_EXCERPT TO READ_
Nine Facts About Teen Seat Belt Use

Teen Seat Belt Use Fact #1

In 2018, approximately 44% of teen drivers who died in crashes were not wearing their seat belts and 52% of teen passengers who died in crashes were not wearing seat belts. [1]

Teen Seat Belt Use Fact #2

Seat belt use is lowest among teen drivers. [2]

Teen Seat Belt Use Fact #3

9% of the young drivers involved in fatal passenger vehicle crashes who had been drinking were not wearing a safety belt. [3]

Teen Seat Belt Use Fact #4

Only 51% of High School students report to always wearing a seat belt. [4]

Teen Seat Belt Use Fact #5

Teen drivers with involved parents are twice as likely to wear seat belts. [5]

Teen Seat Belt Use Fact #6

The fine for not wearing a seat belts is $15 to $200 and the majority of States have primary enforcement laws allowing police officers to stop and ticket a driver if he or she observes a violation. [6]

Teen Seat Belt Use Fact #7

Air bags are not enough to protect you; in fact, the force of an air bag can seriously injure or even kill you if you’re not buckled up. [7]

Teen Seat Belt Use Fact #8

Seat belts save about 15,000 lives per year equaling about 255,000 lives saved since 1975. [8]

Teen Seat Belt Use Fact #9

People not wearing a seat belt are 30 times more likely to be ejected from the vehicle during a crash. [8]

What Can Be Done About Teen's Not Wearing Seat Belts?

INFORM YOUR TEEN: Emphasize that wearing a seat belt is the single most important thing they can do to reduce the fatality and injury risk of driving a car, reducing the risk by 50%. Share the gruesome reality of being ejected from a vehicle if you are not wearing a seat belt as the driver, front passenger, and rear passenger. Since accidents are impossible to predict seat belts must be worn every trip, every time or injury or death could occur. Go over the seat belt laws in your State, the fines, and the financial ramifications to your insurance if your teen were ticketed. Commit your teen in a Parent/Teen Driving Contract to always wear their seat belt and establish the consequences if they break the contract: loss of driving privileges, pay the difference in the car insurance increase, ect.

_EXCERPTED DATA_
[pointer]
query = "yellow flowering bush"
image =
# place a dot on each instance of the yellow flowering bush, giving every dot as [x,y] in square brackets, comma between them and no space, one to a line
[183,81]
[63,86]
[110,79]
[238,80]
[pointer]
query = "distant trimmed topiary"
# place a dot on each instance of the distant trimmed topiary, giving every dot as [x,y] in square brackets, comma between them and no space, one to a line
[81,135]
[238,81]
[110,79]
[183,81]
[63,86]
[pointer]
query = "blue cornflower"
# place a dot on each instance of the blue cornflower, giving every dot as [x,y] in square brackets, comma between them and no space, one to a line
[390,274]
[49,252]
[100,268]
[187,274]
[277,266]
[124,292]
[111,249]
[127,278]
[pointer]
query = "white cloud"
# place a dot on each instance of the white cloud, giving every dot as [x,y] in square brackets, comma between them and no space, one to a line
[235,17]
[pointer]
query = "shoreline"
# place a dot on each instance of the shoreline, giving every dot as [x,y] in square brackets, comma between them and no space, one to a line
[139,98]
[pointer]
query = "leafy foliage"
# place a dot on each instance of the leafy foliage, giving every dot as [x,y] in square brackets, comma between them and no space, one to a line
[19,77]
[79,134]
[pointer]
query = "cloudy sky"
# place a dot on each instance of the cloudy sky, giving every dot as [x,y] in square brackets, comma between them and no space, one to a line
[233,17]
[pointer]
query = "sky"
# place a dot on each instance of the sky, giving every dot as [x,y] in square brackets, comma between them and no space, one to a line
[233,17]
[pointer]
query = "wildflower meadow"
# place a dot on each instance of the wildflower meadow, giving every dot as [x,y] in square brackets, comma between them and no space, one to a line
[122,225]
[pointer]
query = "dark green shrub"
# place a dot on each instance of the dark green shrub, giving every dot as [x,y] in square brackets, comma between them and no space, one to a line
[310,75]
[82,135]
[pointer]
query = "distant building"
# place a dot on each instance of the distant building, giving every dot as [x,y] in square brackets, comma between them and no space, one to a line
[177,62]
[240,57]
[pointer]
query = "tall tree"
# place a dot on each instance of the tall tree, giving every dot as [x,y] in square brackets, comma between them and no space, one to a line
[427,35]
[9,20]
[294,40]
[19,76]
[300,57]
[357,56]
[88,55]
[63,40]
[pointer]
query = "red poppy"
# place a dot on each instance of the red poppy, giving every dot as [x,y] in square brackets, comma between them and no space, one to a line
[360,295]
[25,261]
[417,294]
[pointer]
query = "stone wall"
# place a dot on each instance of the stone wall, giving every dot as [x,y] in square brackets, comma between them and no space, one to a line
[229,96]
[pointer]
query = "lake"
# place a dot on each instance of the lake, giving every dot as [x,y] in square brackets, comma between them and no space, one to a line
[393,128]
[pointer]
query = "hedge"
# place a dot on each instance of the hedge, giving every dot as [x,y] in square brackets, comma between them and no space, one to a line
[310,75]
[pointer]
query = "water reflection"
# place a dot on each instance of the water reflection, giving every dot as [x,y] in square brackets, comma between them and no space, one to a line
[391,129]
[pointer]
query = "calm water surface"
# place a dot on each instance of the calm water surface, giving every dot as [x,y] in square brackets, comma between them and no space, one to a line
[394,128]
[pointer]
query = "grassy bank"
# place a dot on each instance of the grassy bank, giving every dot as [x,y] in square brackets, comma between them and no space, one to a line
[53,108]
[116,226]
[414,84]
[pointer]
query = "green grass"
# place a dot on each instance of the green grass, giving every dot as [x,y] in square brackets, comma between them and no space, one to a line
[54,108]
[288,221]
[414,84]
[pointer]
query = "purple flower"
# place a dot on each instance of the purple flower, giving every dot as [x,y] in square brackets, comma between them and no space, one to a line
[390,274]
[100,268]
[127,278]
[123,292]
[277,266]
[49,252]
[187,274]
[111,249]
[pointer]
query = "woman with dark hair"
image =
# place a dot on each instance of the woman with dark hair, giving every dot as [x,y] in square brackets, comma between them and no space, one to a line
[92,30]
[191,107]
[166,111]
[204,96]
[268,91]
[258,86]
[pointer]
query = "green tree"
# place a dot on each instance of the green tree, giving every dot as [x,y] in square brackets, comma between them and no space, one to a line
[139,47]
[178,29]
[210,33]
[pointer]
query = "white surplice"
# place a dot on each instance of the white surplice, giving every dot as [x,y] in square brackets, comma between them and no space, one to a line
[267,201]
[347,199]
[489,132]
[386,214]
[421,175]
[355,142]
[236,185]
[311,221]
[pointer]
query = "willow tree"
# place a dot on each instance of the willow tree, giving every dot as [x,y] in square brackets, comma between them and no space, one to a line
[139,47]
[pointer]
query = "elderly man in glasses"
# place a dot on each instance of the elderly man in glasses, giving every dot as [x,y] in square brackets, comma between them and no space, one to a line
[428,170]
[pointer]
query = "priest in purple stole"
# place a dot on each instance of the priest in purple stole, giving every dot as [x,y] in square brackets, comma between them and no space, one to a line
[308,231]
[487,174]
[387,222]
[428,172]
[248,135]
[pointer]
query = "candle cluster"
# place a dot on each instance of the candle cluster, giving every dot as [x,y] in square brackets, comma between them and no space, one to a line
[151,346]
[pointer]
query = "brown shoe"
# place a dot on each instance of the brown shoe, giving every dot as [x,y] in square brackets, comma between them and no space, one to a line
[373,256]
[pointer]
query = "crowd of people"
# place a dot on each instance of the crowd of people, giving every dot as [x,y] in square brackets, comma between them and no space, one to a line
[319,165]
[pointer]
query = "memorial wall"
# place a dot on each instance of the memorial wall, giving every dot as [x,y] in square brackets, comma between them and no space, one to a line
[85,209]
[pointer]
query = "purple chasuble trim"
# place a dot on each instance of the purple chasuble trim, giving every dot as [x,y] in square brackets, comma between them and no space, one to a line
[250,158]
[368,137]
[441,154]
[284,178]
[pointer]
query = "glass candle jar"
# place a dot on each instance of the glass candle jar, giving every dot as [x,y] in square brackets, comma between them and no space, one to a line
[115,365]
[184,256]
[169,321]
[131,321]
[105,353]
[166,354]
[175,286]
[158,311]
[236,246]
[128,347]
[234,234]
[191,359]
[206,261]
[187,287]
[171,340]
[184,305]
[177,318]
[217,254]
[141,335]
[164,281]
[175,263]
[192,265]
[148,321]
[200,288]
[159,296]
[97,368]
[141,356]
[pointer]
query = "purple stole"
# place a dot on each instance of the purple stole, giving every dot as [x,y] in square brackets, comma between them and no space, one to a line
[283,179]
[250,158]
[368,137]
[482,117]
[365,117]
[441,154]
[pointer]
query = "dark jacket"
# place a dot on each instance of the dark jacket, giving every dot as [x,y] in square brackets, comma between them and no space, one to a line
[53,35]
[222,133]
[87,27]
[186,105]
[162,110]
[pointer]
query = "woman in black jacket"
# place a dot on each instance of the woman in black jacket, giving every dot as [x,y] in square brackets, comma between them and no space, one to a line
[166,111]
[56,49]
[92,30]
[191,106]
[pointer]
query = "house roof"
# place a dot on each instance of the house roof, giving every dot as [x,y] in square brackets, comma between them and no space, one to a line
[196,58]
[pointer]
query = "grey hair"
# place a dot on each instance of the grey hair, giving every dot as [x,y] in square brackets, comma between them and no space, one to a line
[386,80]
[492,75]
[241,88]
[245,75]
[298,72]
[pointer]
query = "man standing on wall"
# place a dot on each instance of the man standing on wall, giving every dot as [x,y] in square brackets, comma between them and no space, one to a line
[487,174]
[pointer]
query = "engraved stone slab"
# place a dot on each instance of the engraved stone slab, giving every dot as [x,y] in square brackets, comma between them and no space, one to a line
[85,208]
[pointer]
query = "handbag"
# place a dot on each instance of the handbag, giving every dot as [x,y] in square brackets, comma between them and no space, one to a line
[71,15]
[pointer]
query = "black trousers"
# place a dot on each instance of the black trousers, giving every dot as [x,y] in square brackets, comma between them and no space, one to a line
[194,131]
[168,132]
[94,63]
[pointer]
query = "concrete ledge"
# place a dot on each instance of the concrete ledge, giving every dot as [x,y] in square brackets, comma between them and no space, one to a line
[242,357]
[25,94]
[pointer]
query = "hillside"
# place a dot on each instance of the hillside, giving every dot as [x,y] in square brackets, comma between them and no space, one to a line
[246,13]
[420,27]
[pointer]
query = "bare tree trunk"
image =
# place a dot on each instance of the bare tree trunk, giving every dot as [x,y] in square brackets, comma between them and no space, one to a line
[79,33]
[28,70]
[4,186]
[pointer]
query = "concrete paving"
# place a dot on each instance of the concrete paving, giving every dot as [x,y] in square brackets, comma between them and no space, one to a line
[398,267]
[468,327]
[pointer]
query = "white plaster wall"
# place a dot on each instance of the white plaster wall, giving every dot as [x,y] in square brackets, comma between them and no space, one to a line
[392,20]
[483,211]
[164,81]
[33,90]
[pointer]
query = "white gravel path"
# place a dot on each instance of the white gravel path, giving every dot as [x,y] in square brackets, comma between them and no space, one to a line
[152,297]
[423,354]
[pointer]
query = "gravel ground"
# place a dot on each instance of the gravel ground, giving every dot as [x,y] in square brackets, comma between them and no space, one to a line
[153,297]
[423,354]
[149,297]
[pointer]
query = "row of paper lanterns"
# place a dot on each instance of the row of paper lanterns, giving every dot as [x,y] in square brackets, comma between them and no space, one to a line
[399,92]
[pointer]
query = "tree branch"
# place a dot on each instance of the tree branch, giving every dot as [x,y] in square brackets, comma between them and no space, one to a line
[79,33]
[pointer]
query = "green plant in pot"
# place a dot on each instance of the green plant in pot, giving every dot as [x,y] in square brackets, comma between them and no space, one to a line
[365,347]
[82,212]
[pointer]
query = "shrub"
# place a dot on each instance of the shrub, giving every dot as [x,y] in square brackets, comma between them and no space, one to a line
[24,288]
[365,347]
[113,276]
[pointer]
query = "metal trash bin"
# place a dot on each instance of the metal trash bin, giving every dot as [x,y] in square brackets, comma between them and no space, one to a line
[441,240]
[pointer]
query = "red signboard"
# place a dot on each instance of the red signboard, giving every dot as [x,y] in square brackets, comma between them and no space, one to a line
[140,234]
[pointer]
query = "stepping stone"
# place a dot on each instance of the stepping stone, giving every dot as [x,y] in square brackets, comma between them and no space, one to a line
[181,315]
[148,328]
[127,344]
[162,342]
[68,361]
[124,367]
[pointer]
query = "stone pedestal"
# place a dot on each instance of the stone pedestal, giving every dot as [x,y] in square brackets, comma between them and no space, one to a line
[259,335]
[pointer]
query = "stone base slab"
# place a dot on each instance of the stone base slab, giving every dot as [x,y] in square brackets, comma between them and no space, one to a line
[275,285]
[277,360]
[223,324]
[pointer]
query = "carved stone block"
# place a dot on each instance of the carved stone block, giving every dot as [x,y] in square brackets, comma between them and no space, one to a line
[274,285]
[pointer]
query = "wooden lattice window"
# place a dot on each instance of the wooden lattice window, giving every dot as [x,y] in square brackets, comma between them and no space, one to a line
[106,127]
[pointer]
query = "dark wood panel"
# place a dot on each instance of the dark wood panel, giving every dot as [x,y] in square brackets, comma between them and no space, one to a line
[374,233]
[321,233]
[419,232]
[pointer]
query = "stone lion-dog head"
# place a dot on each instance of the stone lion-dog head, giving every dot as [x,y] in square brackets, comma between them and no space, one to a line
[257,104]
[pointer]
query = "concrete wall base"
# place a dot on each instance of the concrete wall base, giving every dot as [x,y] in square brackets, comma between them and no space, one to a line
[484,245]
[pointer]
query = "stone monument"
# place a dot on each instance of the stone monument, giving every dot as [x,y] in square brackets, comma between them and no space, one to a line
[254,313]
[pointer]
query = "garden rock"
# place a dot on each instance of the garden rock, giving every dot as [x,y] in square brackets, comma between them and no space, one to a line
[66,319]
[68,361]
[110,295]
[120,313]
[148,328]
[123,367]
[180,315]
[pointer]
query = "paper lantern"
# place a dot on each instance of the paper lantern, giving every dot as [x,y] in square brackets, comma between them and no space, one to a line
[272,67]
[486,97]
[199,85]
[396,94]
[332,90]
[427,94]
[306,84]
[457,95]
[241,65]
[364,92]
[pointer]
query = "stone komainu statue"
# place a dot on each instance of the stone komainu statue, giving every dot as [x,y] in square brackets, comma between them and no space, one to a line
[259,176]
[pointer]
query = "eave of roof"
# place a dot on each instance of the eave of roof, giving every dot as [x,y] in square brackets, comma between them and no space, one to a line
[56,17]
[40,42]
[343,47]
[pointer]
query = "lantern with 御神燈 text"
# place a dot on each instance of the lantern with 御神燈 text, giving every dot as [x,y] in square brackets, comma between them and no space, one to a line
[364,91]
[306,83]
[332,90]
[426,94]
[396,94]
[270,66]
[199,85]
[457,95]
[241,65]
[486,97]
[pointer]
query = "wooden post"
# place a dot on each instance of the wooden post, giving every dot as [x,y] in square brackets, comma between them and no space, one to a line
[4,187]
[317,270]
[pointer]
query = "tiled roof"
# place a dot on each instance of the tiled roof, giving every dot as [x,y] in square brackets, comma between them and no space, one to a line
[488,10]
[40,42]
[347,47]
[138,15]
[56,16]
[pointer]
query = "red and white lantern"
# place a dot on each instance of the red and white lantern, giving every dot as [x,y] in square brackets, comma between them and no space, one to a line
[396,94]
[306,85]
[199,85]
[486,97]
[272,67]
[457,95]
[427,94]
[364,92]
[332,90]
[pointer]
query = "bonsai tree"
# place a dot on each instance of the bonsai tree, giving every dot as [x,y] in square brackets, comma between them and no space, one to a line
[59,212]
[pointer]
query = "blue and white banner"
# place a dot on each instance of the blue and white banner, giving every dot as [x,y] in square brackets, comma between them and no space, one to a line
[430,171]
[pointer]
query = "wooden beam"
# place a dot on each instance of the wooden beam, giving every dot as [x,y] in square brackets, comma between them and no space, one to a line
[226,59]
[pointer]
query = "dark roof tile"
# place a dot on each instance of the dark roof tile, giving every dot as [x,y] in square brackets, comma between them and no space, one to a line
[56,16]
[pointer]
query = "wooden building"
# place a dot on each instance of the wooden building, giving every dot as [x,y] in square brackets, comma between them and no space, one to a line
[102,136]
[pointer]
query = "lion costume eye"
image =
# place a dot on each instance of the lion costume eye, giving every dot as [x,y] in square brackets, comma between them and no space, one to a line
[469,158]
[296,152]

_THE EXERCISE_
According to the teen seat belt facts, how much more likely are people not wearing a seat belt to be ejected from the vehicle during a crash?

_RESPONSE BELOW_
30 times more likely.